SHORT PROBLEM: According to the cricketer's biography below, what honor did Brim Full of Passion receive?

PASSAGE:
Wasim Gulzar Khan  (born 26 February 1971) is a former British cricketer who was the first British-Pakistani player to play professional cricket in England. He was a left-handed batsman who also bowled right arm medium pace.

Khan's family, originally from the Pakistan Occupied Kashmir region, relocated to England in the 1960s. Khan was born in Birmingham and attended Somerville Primary School before continuing on to Oldknow Secondary School. At the age of 12, he began to display a talent for cricket, and was encouraged to play by a teacher. Later that year in 1983, he was selected for the Warwickshire Under 13s team. Khan was the only state school boy in that team.

He played first-class cricket for the record-breaking double-winning Warwickshire team in 1995, averaging 49 in the championship winning team. He also gained a NatWest winners medal. He represented England in the Under 19s.

Khan was seen as one of the most important men in English cricket, leading the Cricket Foundation's £50 million Chance to Shine campaign as the CEO. The campaign aimed to regenerate competitive cricket in state schools. Prior to this, he was Operations Director for the Cricket Foundation's campaign - Chance to Shine. His autobiography Brim Full of Passion was voted Wisden Book of the Year 2007. Since launching in 2005, Chance to Shine has reached over 1.8 million children across 6,500 schools and has raised close to £40 million. He also sits on the Equality and Human Rights Commission Sports Group, The Prince's Trust Cricket Group, and has the Anti-Corruption and Security Unit of the England and Wales Cricket Board. In January 2015, he earned a Master of Business Administration from the Warwick Business School.

SUPPLIED DATA:

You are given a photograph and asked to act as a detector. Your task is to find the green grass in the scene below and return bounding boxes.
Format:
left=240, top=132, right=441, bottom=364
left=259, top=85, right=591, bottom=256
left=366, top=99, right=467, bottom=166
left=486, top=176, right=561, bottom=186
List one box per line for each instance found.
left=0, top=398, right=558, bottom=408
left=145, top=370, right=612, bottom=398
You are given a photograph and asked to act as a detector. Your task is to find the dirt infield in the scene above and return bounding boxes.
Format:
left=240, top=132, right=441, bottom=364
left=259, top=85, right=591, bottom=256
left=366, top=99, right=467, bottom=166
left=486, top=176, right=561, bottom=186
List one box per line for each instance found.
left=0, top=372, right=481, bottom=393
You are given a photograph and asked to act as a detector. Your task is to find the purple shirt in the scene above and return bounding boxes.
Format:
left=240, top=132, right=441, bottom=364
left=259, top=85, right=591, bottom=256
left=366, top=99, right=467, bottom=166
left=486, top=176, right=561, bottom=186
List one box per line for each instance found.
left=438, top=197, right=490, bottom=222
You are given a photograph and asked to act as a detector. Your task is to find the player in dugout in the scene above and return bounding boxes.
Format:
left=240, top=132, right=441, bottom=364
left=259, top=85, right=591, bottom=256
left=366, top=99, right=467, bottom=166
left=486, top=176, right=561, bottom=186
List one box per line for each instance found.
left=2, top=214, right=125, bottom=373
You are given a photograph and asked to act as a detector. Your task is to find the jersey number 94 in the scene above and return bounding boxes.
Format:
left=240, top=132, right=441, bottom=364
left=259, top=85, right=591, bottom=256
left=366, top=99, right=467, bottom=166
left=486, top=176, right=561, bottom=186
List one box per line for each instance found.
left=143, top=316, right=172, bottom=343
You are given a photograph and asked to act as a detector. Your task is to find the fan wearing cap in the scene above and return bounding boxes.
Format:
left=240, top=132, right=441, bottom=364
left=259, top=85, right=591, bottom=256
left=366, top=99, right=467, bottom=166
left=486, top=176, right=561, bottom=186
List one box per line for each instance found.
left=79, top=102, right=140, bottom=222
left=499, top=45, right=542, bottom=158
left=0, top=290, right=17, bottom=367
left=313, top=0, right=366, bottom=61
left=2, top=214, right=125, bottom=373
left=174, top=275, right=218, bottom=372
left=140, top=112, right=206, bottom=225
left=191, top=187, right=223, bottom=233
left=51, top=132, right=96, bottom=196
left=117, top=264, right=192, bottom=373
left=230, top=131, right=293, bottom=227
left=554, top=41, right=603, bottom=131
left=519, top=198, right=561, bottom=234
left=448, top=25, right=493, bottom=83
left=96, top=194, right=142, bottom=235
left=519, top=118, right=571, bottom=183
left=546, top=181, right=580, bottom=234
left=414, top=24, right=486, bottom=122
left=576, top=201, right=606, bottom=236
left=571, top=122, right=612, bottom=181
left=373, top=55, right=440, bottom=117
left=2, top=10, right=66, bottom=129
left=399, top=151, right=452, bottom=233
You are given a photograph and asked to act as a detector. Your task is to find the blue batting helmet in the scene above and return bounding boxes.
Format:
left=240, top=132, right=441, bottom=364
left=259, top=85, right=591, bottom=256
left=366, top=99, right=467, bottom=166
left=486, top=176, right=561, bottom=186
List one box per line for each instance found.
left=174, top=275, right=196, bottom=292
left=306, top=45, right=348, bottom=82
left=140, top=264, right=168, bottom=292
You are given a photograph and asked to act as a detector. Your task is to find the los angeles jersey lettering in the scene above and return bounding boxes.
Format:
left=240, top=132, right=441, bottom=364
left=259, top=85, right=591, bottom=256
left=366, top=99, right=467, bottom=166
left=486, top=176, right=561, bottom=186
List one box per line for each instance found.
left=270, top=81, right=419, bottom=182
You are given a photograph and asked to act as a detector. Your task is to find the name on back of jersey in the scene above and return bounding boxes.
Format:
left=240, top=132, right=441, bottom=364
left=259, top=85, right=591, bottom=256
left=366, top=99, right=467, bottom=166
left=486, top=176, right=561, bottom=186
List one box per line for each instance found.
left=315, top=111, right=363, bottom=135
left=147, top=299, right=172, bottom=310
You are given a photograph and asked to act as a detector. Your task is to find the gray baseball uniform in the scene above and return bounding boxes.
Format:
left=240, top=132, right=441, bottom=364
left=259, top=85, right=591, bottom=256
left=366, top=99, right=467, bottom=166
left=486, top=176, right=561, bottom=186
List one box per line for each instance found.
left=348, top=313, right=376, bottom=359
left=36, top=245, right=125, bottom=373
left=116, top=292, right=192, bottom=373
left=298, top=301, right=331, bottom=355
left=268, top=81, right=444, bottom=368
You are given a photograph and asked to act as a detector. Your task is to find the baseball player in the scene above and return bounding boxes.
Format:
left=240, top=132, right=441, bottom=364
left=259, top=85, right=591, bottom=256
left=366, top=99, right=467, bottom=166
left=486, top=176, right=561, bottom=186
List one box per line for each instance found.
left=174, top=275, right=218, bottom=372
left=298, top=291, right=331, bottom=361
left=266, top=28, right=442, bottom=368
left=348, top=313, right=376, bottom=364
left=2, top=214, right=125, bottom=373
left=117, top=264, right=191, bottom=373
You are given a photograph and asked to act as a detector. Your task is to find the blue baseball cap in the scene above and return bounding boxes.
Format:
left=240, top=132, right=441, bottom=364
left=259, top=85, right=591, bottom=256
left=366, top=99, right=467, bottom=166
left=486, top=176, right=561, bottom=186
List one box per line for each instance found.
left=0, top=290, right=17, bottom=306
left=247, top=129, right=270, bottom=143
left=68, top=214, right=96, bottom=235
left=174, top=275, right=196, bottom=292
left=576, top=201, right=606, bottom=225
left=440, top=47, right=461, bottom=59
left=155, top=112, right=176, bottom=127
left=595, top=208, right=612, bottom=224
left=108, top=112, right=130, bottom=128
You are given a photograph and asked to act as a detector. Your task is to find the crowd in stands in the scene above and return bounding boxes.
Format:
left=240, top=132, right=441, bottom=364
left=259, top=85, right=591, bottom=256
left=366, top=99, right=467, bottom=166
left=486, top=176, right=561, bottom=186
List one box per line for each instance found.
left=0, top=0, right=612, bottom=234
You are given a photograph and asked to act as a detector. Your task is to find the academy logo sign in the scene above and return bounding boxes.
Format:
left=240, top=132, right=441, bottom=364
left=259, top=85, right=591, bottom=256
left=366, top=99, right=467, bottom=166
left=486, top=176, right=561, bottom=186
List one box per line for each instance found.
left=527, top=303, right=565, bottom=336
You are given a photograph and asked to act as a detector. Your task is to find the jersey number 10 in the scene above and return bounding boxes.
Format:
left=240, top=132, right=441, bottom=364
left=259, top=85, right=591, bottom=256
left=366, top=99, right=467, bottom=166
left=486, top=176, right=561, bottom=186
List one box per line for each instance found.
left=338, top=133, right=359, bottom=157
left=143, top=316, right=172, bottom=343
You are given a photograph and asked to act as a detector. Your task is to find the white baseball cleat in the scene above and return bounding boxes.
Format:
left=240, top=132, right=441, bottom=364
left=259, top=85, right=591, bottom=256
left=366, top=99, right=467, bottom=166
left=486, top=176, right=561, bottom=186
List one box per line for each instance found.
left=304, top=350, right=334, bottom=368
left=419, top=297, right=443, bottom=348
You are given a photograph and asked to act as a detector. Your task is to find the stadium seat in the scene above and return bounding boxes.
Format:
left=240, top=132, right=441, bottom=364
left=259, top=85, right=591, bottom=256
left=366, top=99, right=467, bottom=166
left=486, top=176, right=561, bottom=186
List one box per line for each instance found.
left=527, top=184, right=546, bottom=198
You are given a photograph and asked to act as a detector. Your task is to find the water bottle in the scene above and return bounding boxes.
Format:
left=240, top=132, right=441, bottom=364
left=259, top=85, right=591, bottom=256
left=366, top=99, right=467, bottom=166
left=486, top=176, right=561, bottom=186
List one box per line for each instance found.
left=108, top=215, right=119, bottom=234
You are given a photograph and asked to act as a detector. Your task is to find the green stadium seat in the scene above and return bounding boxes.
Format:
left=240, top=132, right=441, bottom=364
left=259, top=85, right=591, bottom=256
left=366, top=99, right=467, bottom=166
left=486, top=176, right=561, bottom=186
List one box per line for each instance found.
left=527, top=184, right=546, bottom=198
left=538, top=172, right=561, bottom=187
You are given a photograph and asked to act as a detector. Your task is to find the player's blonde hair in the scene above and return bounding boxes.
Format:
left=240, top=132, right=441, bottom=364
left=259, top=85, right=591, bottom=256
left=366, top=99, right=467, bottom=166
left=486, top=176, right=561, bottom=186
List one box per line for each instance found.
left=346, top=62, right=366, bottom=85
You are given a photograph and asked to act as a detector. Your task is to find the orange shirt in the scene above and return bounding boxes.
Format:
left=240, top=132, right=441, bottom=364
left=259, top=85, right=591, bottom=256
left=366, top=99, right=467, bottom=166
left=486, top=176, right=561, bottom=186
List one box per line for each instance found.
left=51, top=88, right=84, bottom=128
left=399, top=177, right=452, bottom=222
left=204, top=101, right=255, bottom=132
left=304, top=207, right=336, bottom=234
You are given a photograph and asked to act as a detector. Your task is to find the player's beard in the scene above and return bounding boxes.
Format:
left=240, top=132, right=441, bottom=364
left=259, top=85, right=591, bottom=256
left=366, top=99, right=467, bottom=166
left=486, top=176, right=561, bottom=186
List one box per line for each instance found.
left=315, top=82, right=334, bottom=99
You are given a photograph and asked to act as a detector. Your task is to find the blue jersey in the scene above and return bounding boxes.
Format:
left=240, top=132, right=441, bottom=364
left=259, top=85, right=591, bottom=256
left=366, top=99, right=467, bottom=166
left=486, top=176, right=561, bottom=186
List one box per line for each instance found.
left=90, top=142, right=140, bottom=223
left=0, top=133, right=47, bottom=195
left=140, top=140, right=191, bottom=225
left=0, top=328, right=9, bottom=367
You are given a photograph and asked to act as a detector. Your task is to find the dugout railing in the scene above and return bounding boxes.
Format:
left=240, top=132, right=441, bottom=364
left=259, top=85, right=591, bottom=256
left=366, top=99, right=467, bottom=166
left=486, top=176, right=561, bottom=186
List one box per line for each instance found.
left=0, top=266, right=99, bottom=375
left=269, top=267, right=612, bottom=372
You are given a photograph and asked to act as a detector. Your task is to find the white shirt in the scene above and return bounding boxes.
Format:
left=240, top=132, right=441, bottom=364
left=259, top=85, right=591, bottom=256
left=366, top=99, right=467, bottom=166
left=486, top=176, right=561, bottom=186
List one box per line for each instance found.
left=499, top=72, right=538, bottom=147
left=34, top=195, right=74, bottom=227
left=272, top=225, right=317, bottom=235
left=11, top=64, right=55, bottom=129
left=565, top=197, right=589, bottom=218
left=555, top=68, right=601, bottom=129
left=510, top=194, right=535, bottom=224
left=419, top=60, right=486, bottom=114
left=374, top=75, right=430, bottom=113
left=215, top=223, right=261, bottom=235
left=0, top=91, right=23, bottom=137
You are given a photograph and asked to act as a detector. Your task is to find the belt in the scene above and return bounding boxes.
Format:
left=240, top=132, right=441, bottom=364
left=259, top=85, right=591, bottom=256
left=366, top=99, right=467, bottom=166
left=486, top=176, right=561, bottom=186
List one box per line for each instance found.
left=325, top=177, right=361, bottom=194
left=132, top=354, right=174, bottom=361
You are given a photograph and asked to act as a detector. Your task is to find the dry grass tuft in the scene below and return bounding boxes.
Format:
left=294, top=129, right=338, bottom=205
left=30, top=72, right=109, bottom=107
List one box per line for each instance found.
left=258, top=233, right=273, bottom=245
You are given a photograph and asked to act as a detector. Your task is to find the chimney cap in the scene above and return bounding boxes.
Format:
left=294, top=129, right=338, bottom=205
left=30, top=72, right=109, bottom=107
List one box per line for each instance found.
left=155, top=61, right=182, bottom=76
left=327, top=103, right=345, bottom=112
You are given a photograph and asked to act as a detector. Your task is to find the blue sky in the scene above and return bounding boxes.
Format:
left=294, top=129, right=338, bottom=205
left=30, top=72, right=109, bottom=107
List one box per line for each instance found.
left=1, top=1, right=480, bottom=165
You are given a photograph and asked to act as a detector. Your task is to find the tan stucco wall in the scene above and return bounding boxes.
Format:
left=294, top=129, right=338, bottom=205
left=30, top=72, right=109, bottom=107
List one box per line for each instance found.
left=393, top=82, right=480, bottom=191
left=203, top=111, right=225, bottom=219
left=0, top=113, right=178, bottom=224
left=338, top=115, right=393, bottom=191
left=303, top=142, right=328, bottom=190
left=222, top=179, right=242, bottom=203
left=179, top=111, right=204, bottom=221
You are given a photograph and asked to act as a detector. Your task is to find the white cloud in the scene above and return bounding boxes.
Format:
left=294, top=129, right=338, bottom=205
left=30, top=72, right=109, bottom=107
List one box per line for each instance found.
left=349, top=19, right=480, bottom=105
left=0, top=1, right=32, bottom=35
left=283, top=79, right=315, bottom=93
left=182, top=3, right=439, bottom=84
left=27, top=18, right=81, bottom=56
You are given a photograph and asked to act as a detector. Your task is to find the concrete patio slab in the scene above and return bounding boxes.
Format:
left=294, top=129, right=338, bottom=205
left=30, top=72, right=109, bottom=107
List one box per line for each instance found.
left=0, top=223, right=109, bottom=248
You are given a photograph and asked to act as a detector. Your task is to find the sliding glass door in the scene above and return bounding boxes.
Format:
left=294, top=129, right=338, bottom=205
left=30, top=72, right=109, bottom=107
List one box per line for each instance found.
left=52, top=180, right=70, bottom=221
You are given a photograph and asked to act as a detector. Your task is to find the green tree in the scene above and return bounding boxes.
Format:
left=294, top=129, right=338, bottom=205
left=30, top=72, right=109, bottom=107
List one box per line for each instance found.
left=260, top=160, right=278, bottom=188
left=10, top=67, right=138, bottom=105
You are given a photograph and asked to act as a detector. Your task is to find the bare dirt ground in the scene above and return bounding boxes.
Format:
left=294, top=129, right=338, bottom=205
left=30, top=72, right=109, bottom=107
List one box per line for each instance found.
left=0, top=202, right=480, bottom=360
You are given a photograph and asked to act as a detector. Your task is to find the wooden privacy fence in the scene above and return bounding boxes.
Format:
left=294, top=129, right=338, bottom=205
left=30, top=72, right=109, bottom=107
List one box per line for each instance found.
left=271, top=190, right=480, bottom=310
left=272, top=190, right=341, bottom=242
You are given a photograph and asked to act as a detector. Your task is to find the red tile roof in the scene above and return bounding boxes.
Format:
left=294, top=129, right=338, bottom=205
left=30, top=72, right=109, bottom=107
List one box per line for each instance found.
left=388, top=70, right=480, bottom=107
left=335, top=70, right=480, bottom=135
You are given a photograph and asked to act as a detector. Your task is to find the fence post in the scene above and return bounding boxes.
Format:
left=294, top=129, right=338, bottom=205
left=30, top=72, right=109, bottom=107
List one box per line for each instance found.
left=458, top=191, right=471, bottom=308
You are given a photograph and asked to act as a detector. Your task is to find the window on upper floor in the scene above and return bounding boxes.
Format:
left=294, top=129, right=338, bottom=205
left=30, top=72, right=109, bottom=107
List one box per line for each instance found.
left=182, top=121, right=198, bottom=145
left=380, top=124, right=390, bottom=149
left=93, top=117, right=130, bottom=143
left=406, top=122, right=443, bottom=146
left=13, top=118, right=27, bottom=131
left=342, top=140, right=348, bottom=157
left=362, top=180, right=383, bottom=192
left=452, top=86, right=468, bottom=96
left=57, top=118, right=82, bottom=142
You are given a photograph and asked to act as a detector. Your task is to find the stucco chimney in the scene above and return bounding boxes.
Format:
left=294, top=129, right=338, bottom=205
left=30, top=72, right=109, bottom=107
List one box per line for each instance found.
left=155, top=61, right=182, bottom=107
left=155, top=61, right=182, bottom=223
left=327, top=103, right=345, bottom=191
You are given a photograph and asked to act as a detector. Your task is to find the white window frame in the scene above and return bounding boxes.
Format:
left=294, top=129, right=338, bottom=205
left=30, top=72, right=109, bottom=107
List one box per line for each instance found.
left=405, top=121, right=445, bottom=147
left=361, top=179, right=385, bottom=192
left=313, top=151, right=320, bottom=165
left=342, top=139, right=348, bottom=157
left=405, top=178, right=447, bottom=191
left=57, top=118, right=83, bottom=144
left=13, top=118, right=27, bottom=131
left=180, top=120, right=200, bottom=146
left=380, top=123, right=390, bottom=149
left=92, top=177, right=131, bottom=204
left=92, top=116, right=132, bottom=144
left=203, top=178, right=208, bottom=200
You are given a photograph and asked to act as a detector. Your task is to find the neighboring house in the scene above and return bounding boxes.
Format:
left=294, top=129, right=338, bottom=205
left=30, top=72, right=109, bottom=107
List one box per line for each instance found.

SOLVED PROBLEM: It was voted Wisden Book of the Year 2007.